## Short task 1
Reproduce everything in the graph convolution passage from "II-B Central Difference" down to "and generalization capability.", keeping the wording unchanged.
## Short task 2
Carry on the graph convolution passage from the point where it ends.

## Article
In general, there are two main steps in the vanilla graph convolution: 1) sampling neighboring vertexes of $v_{i}$ over the input feature map x; and 2) aggregating the values of neighboring vertexes and $v_{i}$ itself via weighted summation.

II-B Central Difference Graph Convolution

Central difference convolution (CDC) introduces the central-oriented local gradient features to enhance model’s discrimination capacity, which has been applied in many fields, such as face anti-spoofing[21, 22, 23, 24], remote heart rate measurement[25] and gesture recognition[26], and has achieved great results. Inspired by the CDC networks, we propose to integrate spatial gradient information into the graph convolution operator to enhance its representation and generalization capability.

The proposed central difference graph convolution also consists of two steps, i.e., sampling and aggregation. The sampling step is similar to vanilla graph convolution while the aggregation step is different. As shown in Fig. 1(a), central difference graph convolution prefers to aggregate the center-oriented gradient of sampled vertexes, which is expressed as:

\textbf{y}\left(v_{i}\right)=\sum_{v_{j}\in{R}_{i}}\frac{1}{Z_{ij}}\textbf{w}\left(l_{i}\left(v_{j}\right)\right)\cdot\left(\textbf{x}\left(v_{j}\right)-\textbf{x}\left(v_{i}\right)\right)

(2)

When $v_{j}=v_{i}$ , the gradient value is always equal to zero relative to the central location $v_{i}$ itself.

## Supplied material
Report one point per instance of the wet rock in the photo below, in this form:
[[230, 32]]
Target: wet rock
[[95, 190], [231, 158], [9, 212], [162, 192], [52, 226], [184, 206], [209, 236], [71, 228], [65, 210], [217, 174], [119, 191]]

## Task output 1
II-B Central Difference Graph Convolution

Central difference convolution (CDC) introduces the central-oriented local gradient features to enhance model’s discrimination capacity, which has been applied in many fields, such as face anti-spoofing[21, 22, 23, 24], remote heart rate measurement[25] and gesture recognition[26], and has achieved great results. Inspired by the CDC networks, we propose to integrate spatial gradient information into the graph convolution operator to enhance its representation and generalization capability.

## Task output 2
For action recognition, existing works focus on establishing dynamic or action specific connections between nodes, so as to aggregate information from either explicitly or implicitly associated nodes. However, the gradient between connected nodes is also potentially useful according to the work of CDC [21]. Hence, the combination of vanilla graph convolution and central difference graph convolution is expected to provide robust and differentiated modeling capability. Thus, the above-mentioned central difference graph convolution is generalized to:

	$\displaystyle\textbf{y}\left(v_{i}\right)$	$\displaystyle=\alpha\cdot\sum_{v_{j}\in R_{i}}\frac{1}{Z_{ij}}\textbf{w}\left(l_{i}\left(v_{j}\right)\right)\cdot\left(\textbf{x}\left(v_{j}\right)-\textbf{x}\left(v_{i}\right)\right)$		(3)
		$\displaystyle+(1-\alpha)\cdot\sum_{v_{j}\in R_{i}}\frac{1}{Z_{ij}}\textbf{w}\left(l_{i}\left(v_{j}\right)\right)\cdot\textbf{x}\left(v_{j}\right)$		(3)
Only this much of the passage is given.